Record set –
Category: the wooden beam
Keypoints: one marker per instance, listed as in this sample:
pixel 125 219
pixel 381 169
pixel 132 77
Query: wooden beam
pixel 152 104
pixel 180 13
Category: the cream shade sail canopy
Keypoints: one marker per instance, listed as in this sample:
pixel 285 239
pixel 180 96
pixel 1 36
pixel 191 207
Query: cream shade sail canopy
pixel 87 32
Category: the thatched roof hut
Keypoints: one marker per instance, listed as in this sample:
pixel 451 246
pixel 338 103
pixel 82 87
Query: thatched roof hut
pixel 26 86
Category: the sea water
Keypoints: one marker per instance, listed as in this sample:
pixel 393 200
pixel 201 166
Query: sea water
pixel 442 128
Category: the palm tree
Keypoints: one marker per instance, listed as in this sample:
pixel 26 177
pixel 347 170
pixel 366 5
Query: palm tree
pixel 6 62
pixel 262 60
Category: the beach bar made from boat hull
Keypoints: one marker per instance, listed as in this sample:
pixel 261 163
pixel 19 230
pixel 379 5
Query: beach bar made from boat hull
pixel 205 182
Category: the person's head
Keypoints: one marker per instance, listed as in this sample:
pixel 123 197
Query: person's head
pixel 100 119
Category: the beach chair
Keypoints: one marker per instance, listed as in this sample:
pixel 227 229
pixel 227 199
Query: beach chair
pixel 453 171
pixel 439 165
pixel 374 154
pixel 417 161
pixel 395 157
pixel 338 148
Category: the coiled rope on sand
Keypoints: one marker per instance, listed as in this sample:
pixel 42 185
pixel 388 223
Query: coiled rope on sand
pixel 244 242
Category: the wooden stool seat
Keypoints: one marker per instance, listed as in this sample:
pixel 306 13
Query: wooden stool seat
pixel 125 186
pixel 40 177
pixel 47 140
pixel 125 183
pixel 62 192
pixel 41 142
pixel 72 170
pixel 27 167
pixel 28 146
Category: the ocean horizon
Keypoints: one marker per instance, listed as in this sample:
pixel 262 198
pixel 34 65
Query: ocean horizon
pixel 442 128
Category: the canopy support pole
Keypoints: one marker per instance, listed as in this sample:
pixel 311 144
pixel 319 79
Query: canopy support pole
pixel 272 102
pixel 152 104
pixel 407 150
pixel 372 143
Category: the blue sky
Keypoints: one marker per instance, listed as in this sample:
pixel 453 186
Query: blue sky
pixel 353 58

About this exercise – The range runs from the line with "Query: sea water" up to and including the line with "pixel 261 163" in the listing above; please write out exactly those lines and nothing more.

Your solution –
Query: sea water
pixel 442 128
Category: the palm tree
Keypoints: one marker per instance, listed as in this sample:
pixel 26 177
pixel 347 170
pixel 366 5
Query: palm tree
pixel 6 62
pixel 262 60
Category: the beach bar made from boat hull
Keypoints: one marker per instance, listed as in this sample:
pixel 261 163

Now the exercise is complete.